1. General Model Information
Name: PARCHED-THIRST
Acronym: PARCHED-THIRST
Main medium: air+terrestrial
Main subject: biogeochemistry, hydrology, agriculture
Organization level: Ecosystem
Type of model: ordinary differential equations
Main application: research, education, expert system/decision support
Keywords: rainwater harvesting, water conservation, climate generator, infiltration, runoff, soil-water model, crop growth, semi-arid tropics
Contact:
Mark Damion Bede Young
Department of Agricultural and Environmental Science
King George VI Building
University of Newcastle upon Tyne,
NE1 7RU, UK
Phone: 0191 222 6942
Fax: 0191 222 5228
email: m.d.b.young@ncl.ac.uk
Homepage: http://www.staff.ncl.ac.uk/m.d.b.young/index.html
Author(s):
Damion Young and John Gowing,
Abstract:
The PARCHED-THIRST Model has been developed over a period of four years with the aim of allowing users to quickly and easily simulate the most important processes in a rainwater harvesting system. It can also be applied to a range of other water conservation techniques through manipulation of its parameters. It is a process-based model with three main strengths:
- It can add value to experimental work by allowing us to extrapolate experimental results from one site to another and from one season to the next. The traditional approach to the transfer of a successful technology to other areas has been either to introduce the technique 'as is' and see if it works. If it fails (as is often the case) it not only creates suspicion of new technologies in the minds of the recipients, but in the worst cases it can lead to serious problems for the very group it was supposed to be helping. The alternative is to repeatedly test variations of the technology at each target site. While this is less likely to lead to failure, it, like the traditional approach, is wasteful of resources. PARCHED-THIRST can reduce this waste of resources and resistance to uptake by identifying best-bet options before any money, man-power or trust is committed.
- In combination with tools such as Geographical Information Systems
(see Damion Young´s homepage:current work), it can be used to identify target areas with high success and uptake potential, reducing the resources wasted in areas with little promise for the new technology.
- By creating a framework for the study of the system it forces us to identify the
most important processes within a system, adding to our understanding of both the
processes themselves and the interactions with the other processes which make up the system.
To facilitate its use by those with only limited computer experience, the model is
programmed in Microsoft VisualBASIC which gives it an intuitive and easy to use
interface:
- Main Window from where the user controls all aspects of the PARCHED-THIRST
Model;
- Run-Time Window which dynamically displays progress with the simulation of a
number of important crop, soil and water variables.
- Climate Generator Main Window which controls and runs all aspects of the
PARCHED-THIRST Climate Generator;
- Climate Generator Summary Window where the user can compare the statistical
properties of observed and generated climate data.

***

GIVEN REQUEST 1 | Does each statement agree with the PARCHED-THIRST model description? Answer yes or no for each, quoting the words of the description that decide it: (a) The model was developed over a period of four years. (b) The model was programmed for users with extensive computer experience. (c) The Run-Time Window is where the user compares observed and generated climate data.
GIVEN REQUEST 2 | Can you carry on the PARCHED-THIRST model description past its last line?

***

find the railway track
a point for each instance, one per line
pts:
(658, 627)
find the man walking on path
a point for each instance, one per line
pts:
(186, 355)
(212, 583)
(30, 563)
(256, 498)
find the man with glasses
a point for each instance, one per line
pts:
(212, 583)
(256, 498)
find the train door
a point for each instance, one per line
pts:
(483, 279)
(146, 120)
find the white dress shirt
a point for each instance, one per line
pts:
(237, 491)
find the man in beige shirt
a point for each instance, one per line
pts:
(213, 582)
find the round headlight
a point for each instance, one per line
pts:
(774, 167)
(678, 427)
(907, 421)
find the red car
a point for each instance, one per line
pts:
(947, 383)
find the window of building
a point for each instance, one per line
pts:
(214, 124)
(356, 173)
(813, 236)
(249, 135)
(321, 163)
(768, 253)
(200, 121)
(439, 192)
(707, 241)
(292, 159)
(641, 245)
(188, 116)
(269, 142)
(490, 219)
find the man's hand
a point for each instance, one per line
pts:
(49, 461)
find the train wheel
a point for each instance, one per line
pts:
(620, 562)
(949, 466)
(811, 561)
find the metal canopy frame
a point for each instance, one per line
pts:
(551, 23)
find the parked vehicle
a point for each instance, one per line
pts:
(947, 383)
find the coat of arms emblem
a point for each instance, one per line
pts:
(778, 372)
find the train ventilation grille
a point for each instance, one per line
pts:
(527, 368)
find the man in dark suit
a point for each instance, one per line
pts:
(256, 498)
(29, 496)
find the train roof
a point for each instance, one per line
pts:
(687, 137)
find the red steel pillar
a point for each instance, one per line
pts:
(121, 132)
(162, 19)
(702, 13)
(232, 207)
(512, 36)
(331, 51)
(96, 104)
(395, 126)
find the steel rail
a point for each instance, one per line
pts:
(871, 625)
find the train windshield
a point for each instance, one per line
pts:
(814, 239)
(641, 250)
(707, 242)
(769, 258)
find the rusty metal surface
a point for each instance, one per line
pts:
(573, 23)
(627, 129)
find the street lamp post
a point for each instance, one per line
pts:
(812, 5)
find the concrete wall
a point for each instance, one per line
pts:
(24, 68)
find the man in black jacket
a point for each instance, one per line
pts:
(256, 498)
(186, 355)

***

TASK RESULT 1 | (a) Yes: "has been developed over a period of four years". (b) No: "To facilitate its use by those with only limited computer experience". (c) No: "Climate Generator Summary Window where the user can compare the statistical properties of observed and generated climate data."

TASK RESULT 2 |
The main sub-models of the PARCHED-THIRST model can be listed as following:
- Climate Generator
- Infiltration/Runoff Model
- Soil-Water Model
- Crop Growth Model
(PARCH)
The model is driven by daily rainfall and other agrometeorological data. In order to
provide for simulation of long-term performance, the PARCHED-THIRST Climate Generator
can be used to extend the available historical data. Daily rainfall values are then
converted by the rainfall disaggregator into intensity data which are required by the
infiltration model. The rainfall-runoff process is simulated as an infiltration excess
with infiltration being determined by the Green-Ampt infiltration calculator. Because of
the cost and difficulty of measuring soil hydraulic properties in the field,
pedotransfer functions are included to allow for their prediction from
readily-available soils data. The modified PARCH model adds soil-water redistribution
and crop growth simulation routines which complete the system. RWH is simulated by
having two profiles running simultaneously with runoff from the upper becoming an
input for the lower of the two. Except for climate and soil texture, each profile can
have different characteristics.
(details of sub-models and processes are given in:
PARCHED-THIRST Model homepage)
The PARCHED-THIRST Model has been developed under funding from the UK Department for
International Development (DfID) through research programmes managed by the Natural
Resources International. It is not intended for commercial exploitation and is freely
available in compiled form together with this documentation although we may have to
charge for photocopying and postage costs.
Source of abstract: PARCHED-THIRST Model homepage
II. Technical Information
II.1 Executables:
Operating System(s):
II.2 Source-code:
Programming Language(s): Microsoft VisualBASIC
II.3 Manuals:
II.4 Data:
III. Mathematical Information
III.1 Mathematics
III.2 Quantities
III.2.1 Input
III.2.2 Output
IV. References
Young, M.D.B, Gowing, J.W., Hatibu, N., Payton, R.W., 1998. Assessment and development of pedotransfer functions for sub-Saharan Africa. Submitted to: Physics and Chemistry of the Earth - European Geophysical Society - April 1998.
Gowing, J.W. and Young, M.D.B., 1998. Development of Improved Rainfed Cropping System Incorporating Rainwater Harvesting/Conservation. 2nd Interim Report. University of Newcastle upon Tyne, UK.
Mahoo, H.F., Young, M.D.B., Gowing, J.W., 1998. Rainfall-runoff modelling for semi-arid Tanzania. A comparison of modelling approaches. To be submitted to: Agricultural Water Management.
Gowing, J., Young, M.D.B., Hatibu, N., Wyseure, G.C.L., 1998. Modelling as an aid to technology transfer: assessing the applicability of rainwater harvesting techniques in semi-arid Tanzania. In preparation for: Agricultural Systems special issue.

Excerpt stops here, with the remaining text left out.